Description of the task =
Locate every line in the material below that contains the word "white" and copy those lines. Case counts.
-- Listing start --
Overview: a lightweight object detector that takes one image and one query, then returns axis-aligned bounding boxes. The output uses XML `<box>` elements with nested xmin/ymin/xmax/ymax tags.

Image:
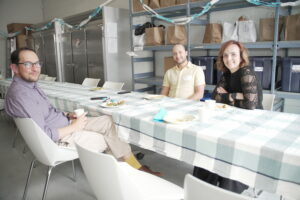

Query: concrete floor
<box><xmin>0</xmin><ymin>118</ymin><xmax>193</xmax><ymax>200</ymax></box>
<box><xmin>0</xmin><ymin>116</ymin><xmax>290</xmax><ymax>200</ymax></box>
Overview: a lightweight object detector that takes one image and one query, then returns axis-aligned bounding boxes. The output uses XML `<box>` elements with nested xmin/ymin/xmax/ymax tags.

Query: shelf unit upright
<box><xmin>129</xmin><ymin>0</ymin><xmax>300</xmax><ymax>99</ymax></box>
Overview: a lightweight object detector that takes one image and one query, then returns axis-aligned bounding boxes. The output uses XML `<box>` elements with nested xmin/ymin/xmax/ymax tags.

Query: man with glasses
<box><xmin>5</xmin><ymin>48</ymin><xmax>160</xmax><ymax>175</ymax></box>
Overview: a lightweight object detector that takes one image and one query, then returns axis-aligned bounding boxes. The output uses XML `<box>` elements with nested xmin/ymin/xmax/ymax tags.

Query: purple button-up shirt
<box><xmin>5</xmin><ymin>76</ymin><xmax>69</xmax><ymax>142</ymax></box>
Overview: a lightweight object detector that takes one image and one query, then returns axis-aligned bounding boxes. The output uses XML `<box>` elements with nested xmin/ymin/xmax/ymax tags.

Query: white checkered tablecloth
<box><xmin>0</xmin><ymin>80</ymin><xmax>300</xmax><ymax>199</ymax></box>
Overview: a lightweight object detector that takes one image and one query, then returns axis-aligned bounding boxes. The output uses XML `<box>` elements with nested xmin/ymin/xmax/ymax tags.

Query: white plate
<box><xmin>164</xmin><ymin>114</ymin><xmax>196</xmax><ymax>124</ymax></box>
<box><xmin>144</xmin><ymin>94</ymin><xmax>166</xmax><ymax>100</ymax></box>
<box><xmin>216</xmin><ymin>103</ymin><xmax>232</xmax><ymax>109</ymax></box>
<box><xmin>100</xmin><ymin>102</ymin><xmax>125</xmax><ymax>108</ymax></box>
-- Listing end --
-- Listing start --
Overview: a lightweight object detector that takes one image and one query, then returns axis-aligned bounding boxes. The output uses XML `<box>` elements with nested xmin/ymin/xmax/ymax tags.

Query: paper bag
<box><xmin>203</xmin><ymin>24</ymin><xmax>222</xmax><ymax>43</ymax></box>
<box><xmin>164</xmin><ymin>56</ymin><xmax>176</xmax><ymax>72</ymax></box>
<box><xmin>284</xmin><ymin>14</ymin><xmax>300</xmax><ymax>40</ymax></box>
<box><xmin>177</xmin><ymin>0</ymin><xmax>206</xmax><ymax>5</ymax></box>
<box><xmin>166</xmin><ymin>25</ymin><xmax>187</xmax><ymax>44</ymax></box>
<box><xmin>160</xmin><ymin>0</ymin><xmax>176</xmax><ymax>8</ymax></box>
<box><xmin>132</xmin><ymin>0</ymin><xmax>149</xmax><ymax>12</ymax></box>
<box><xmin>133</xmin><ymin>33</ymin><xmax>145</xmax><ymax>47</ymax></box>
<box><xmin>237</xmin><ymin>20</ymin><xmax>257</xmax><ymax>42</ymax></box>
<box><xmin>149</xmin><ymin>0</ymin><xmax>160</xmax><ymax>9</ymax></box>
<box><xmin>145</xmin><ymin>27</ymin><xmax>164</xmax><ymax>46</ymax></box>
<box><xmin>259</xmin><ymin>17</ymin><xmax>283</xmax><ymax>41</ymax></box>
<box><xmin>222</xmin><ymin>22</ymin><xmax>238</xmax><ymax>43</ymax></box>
-- Listing end --
Answer below =
Query: white checkered tablecloth
Query: white plate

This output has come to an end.